AIM OF THE TASK:
Return each line of the records below word for word, with nothing added, dropped, or changed.

* * * *

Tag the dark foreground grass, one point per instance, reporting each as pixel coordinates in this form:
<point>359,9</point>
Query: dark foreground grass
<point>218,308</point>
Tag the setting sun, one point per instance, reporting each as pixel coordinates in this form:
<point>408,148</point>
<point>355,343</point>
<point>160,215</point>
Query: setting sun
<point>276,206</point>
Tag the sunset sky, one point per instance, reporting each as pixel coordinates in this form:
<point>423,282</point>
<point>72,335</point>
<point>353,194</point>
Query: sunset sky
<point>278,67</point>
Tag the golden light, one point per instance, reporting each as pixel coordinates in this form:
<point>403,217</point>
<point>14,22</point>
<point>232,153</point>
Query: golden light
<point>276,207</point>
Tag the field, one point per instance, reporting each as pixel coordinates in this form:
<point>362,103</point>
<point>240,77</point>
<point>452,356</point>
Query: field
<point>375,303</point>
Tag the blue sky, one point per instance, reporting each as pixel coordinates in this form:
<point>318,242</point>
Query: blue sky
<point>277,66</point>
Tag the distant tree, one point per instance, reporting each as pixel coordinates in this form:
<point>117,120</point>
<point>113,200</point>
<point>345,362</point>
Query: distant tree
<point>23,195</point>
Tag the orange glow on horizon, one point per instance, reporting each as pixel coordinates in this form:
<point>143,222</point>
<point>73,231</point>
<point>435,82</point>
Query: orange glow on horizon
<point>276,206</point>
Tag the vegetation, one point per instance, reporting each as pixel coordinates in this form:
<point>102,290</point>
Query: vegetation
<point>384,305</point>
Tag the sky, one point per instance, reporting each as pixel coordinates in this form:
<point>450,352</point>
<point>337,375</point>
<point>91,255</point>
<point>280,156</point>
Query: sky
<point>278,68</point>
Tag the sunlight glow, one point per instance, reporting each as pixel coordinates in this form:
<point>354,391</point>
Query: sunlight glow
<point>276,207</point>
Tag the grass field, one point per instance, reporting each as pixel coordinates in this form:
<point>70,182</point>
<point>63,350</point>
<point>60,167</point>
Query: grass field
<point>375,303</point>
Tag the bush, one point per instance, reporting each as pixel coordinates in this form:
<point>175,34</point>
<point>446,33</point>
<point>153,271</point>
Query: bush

* * * *

OUTPUT BELOW:
Tag the dark foreground grass, one point per instance, reporting each as pixel coordinates in this form:
<point>359,9</point>
Query: dark foreground grass
<point>218,308</point>
Tag the setting sun, one point per instance, reporting each as pixel coordinates in this form:
<point>408,148</point>
<point>355,343</point>
<point>160,215</point>
Query: setting sun
<point>276,206</point>
Tag the sunset sky, one point per instance, reporting each as pixel coordinates in this form:
<point>423,282</point>
<point>72,335</point>
<point>353,194</point>
Query: sunset sky
<point>278,67</point>
Tag the golden light, one point per instance, reporting each as pixel coordinates in this form:
<point>403,217</point>
<point>14,22</point>
<point>232,153</point>
Query: golden light
<point>276,207</point>
Tag the field, one point per instance, reporting each as pixel coordinates in this form:
<point>362,103</point>
<point>240,77</point>
<point>452,356</point>
Query: field
<point>375,303</point>
Tag the blue sky, one point per instance, reporting each as pixel coordinates in this form:
<point>318,242</point>
Query: blue sky
<point>277,66</point>
Tag the distant tree, one point per instance, reporting each as pixel coordinates in this form:
<point>117,120</point>
<point>113,200</point>
<point>345,362</point>
Query: distant tree
<point>23,195</point>
Tag the orange glow on horizon, one point per instance, reporting each as pixel coordinates in this form:
<point>143,222</point>
<point>73,231</point>
<point>435,82</point>
Query: orange glow on horizon
<point>276,206</point>
Tag the vegetation, one point per instance, reporting each as pixel coordinates in this form:
<point>102,290</point>
Query: vegetation
<point>384,305</point>
Tag the sky, one point per instance, reporting each as pixel coordinates in this form:
<point>450,352</point>
<point>337,375</point>
<point>91,255</point>
<point>280,156</point>
Query: sky
<point>278,68</point>
Tag the sunlight glow, one point per instance, reporting each as pixel coordinates in this form:
<point>354,391</point>
Query: sunlight glow
<point>276,207</point>
Tag the grass field, one point per instance, reporting each as pixel coordinates in this form:
<point>70,182</point>
<point>63,350</point>
<point>60,167</point>
Query: grass field
<point>375,303</point>
Tag the bush, one point per instance, reporting each as pixel coordinates in this form:
<point>175,34</point>
<point>446,33</point>
<point>153,271</point>
Query: bush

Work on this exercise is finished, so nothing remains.